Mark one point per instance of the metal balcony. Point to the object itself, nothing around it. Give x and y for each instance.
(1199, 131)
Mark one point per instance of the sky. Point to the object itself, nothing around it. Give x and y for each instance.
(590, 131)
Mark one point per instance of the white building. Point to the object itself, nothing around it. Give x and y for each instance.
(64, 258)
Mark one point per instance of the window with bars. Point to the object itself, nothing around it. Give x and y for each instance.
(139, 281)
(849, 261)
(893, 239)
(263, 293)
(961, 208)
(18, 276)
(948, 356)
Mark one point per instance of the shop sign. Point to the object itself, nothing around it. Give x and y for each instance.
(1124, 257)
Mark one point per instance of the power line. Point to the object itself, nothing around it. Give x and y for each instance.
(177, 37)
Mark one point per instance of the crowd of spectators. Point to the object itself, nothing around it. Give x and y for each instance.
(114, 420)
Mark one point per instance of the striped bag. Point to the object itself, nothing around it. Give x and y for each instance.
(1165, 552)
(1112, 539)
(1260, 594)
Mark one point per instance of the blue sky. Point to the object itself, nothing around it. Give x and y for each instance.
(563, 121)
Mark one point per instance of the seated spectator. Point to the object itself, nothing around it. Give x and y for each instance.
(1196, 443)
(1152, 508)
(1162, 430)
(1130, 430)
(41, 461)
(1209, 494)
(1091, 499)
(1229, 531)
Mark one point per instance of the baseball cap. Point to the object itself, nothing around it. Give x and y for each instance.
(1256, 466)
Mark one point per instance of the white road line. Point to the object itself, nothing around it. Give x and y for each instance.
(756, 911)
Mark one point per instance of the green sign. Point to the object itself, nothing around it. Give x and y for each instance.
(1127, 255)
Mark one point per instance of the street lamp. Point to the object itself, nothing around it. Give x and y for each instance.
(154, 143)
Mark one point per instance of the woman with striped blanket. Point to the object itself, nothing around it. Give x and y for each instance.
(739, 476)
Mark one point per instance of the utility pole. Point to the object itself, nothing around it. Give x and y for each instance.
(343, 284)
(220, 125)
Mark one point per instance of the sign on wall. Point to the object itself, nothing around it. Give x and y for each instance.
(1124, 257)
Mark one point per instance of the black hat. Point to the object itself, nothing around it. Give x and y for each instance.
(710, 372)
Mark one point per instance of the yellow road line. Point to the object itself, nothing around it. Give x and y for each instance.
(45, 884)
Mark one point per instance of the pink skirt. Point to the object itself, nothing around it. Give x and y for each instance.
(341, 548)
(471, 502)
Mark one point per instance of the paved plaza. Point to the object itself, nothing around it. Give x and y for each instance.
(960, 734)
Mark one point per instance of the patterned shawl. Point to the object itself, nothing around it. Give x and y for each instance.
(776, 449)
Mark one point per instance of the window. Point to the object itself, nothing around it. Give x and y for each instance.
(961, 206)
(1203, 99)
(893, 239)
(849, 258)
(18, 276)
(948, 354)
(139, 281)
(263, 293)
========
What the exercise asks:
Update every row above by changing "instance" to "occurrence" wherever it occurs, leaving all other text as it is.

Final result:
Mark one point per occurrence of the metal balcony. Point to the object itself, nothing around it. Give x and y for each occurrence.
(1199, 131)
Mark one point per occurrence of the sky. Point to the object itself, nothing around it. Give x and y for each occurrence.
(590, 131)
Mark one point per occurrence of the white building. Point to the object itself, nothing around it. Give x and y for each occurrence.
(64, 258)
Mark one point per occurrence of the window with bars. Point to the object itself, nothing around it. Give x and y for each occurrence.
(139, 281)
(849, 261)
(893, 239)
(263, 293)
(961, 208)
(18, 276)
(948, 356)
Mark one point per occurrence of the shop sign. Point to the object itself, nothing around it. Give x and y for each occurrence.
(1124, 257)
Mark one point per occurrence of the power line. Point to the object itself, nothing around it. Give x and y for each occurrence.
(177, 37)
Mark one point per occurrence of the crowd of spectators. Point to the object itself, nothing around it. Give x and y for each occurrence.
(114, 420)
Mark one point per occurrence of the striped bag. Point to the object itself, nothing around it. Give x and y for each occurrence.
(1165, 552)
(1112, 539)
(1260, 594)
Mark one point per occurrence of the blue sky. Point to the object itself, nothing around it. Give x and y for each occurrence.
(563, 121)
Mark one point per occurrence of the seated spectator. Point to the object itself, nothing around it. Give x and y for each occurrence.
(1196, 443)
(1152, 508)
(1162, 430)
(1130, 430)
(41, 461)
(1209, 494)
(1091, 499)
(1229, 531)
Mark one point per occurrence of the baseball cap. Point to the object itself, nothing around it. Give x and y for each occurrence.
(1256, 466)
Mark one point per occurrence of the white road line. Point to the object itself, nothing around it. Give x and y for each occurrence.
(756, 911)
Mark one point per occurrence of the green sign. Point to the object itself, nothing around it. Give x and y for each occurrence.
(1127, 255)
Mark one point per occurrence of the street lamp. Point to the object itself, nothing around it. Give x and y for each occurrence.
(154, 143)
Mark one point per occurrence of the woman with striped blanket. Point to the object itself, nothing around it. Give x and y for each occurrence.
(739, 476)
Mark one point per occurrence of the utility pole. Point to the object itself, nothing around it. Give x and y for each occurrence.
(343, 284)
(220, 125)
Mark one point per occurrence of the sign on wall. Point to the object itself, nothing around it. Give x and y for each occurrence.
(1124, 257)
Mark one point per occurrence of the black hat. Point to the object itself, nothing around it. Give x and y for each occurrence.
(710, 372)
Mark one point per occurrence of the yellow road line. Point to the object itself, nothing around it. Give x and y for each occurrence.
(45, 884)
Mark one point per occurrence of the pink skirt. Point to the object itself, nothing around it. Give x and y for each occurrence.
(341, 548)
(471, 502)
Mark one point per occurrence of the paved plaza. Point to the object itself, nothing around it. Give x and y for each occurrence.
(960, 734)
Mark one point per occurrence of the patterned shawl. Point to the object itself, nothing around it. Give x and y for each occurrence.
(776, 449)
Mark one point per occurrence of the window. Point to the object itself, nothing around it. Give x and y for each occurrence.
(961, 206)
(1203, 99)
(893, 239)
(849, 258)
(18, 276)
(948, 354)
(139, 281)
(263, 293)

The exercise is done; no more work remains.